> Supplied data:
════════════════════
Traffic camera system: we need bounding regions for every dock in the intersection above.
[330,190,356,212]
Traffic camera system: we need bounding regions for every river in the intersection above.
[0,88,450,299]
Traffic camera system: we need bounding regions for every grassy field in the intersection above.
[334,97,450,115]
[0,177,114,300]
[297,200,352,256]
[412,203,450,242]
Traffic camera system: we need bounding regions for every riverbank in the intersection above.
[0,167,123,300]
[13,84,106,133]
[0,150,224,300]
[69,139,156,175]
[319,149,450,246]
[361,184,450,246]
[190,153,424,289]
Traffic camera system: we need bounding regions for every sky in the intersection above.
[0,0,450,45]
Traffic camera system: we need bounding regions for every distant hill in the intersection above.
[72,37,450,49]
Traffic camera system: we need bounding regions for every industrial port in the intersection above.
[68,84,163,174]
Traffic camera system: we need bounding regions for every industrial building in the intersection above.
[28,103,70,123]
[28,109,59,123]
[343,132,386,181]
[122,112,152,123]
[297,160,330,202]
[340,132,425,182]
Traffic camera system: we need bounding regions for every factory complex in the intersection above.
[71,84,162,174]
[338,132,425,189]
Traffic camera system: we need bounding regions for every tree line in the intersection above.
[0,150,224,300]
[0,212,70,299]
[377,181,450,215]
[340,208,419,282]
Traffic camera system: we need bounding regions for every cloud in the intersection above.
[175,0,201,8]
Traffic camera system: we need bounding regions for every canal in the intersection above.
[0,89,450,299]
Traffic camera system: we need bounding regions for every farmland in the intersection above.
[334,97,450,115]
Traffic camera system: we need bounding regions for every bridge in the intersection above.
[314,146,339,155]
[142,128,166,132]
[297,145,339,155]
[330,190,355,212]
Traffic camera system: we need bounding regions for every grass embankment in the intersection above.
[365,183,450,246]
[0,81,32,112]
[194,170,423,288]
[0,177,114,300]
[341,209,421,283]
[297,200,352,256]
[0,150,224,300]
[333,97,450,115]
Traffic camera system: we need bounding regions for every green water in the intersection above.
════════════════════
> Stated goal: Convert the entries above into a JSON list of strings, one string per line, with blank lines omitted.

> Output for this exercise:
[
  "Traffic camera system: we need bounding regions for every dock in the intersection above.",
  "[330,190,356,212]",
  "Traffic camera system: we need bounding regions for every river in the intersection above.",
  "[0,88,450,299]",
  "Traffic camera system: we need bounding regions for every grassy field in the intersection above.",
  "[334,97,450,115]",
  "[0,177,114,300]",
  "[297,200,352,256]",
  "[412,203,450,242]",
  "Traffic camera system: we need bounding regions for every riverbank in the intersection above.",
  "[0,167,123,300]",
  "[13,84,106,133]",
  "[0,150,224,300]",
  "[69,139,156,175]",
  "[319,149,450,246]",
  "[361,184,450,246]",
  "[190,153,424,289]",
  "Traffic camera system: we need bounding regions for every sky in the intersection above.",
  "[0,0,450,45]",
  "Traffic camera system: we need bounding regions for every distant hill in the intersection above.",
  "[72,37,450,49]",
  "Traffic camera system: we need bounding regions for every industrial port in the intersection above.",
  "[68,84,163,174]",
  "Traffic camera system: we need bounding regions for every industrial building in the intersection above.",
  "[28,103,70,123]",
  "[28,109,59,123]",
  "[343,132,386,181]",
  "[122,112,152,123]",
  "[297,160,330,202]",
  "[340,132,425,182]",
  "Traffic camera system: we need bounding regions for every factory complex in the intersection above.",
  "[71,84,162,174]",
  "[338,132,425,189]",
  "Traffic camera system: we need bounding regions for every tree line in the intersection above.",
  "[0,150,224,300]",
  "[0,212,70,299]",
  "[377,181,450,215]",
  "[340,208,419,282]",
  "Traffic camera system: we need bounding regions for every cloud in the intersection above.",
  "[175,0,201,8]",
  "Traffic camera system: we need bounding regions for every canal in the intersection above.",
  "[0,89,450,299]",
  "Traffic camera system: we need bounding regions for every farmland in the intersection above.",
  "[334,97,450,115]",
  "Traffic camera system: we need bounding regions for every bridge in the intersection above.",
  "[314,146,339,155]",
  "[142,128,166,132]",
  "[297,145,339,155]",
  "[330,190,355,212]",
  "Traffic camera system: we need bounding regions for every grass embankment in the intersection above.",
  "[365,183,450,246]",
  "[0,81,32,112]",
  "[194,170,423,288]",
  "[0,177,114,300]",
  "[341,209,421,283]",
  "[297,200,352,256]",
  "[0,150,224,300]",
  "[333,97,450,115]",
  "Traffic camera system: we need bounding regions for every green water in the intersection above."
]